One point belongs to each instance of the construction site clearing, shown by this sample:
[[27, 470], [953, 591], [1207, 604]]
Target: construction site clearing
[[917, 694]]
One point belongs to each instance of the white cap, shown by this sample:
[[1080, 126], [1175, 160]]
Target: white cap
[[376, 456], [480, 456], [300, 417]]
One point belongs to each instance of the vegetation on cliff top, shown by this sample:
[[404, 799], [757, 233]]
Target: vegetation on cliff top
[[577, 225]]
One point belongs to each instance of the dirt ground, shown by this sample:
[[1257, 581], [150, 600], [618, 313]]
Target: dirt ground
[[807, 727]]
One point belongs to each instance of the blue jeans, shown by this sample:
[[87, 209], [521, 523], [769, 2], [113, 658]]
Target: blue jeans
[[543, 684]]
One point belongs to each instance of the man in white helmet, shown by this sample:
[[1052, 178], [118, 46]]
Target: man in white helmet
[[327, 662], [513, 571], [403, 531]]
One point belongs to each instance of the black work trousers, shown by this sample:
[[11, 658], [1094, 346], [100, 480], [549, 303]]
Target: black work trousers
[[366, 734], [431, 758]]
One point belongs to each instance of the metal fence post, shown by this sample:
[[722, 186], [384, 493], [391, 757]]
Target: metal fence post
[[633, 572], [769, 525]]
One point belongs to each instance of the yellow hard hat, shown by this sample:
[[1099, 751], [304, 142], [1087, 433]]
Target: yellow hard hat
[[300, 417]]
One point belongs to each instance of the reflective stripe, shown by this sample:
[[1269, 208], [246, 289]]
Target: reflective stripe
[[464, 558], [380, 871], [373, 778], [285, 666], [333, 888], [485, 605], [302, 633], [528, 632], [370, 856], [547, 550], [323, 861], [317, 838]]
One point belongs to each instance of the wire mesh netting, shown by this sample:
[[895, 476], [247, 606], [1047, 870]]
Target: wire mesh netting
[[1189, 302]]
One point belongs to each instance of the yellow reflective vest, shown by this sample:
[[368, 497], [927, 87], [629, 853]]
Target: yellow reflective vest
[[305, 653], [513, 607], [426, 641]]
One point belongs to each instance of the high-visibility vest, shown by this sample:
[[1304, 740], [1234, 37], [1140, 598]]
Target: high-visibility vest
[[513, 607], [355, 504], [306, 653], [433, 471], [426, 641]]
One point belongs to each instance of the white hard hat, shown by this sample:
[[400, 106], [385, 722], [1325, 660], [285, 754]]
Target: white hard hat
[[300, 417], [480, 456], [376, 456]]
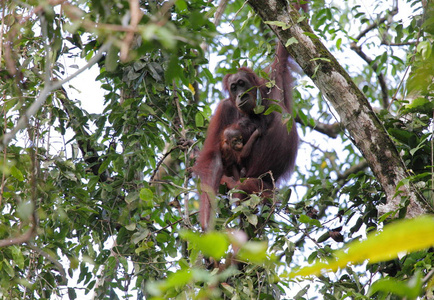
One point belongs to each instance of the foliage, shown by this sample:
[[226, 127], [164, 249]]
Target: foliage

· · · · · · ·

(Your objective) Now repeat exactly the lines from the one with "One point belongs to each instance of the white hard" through the end of the listing above, both included, omitting all pictures.

(Result)
One point belongs to each instance of the white hard hat, shown by this sample:
[[400, 106], [385, 722], [1325, 660], [285, 754]]
Target: white hard hat
[[300, 417], [480, 456], [376, 456]]
One point belongs to each instance of the foliage, shown by this sample:
[[226, 127], [164, 249]]
Target: foliage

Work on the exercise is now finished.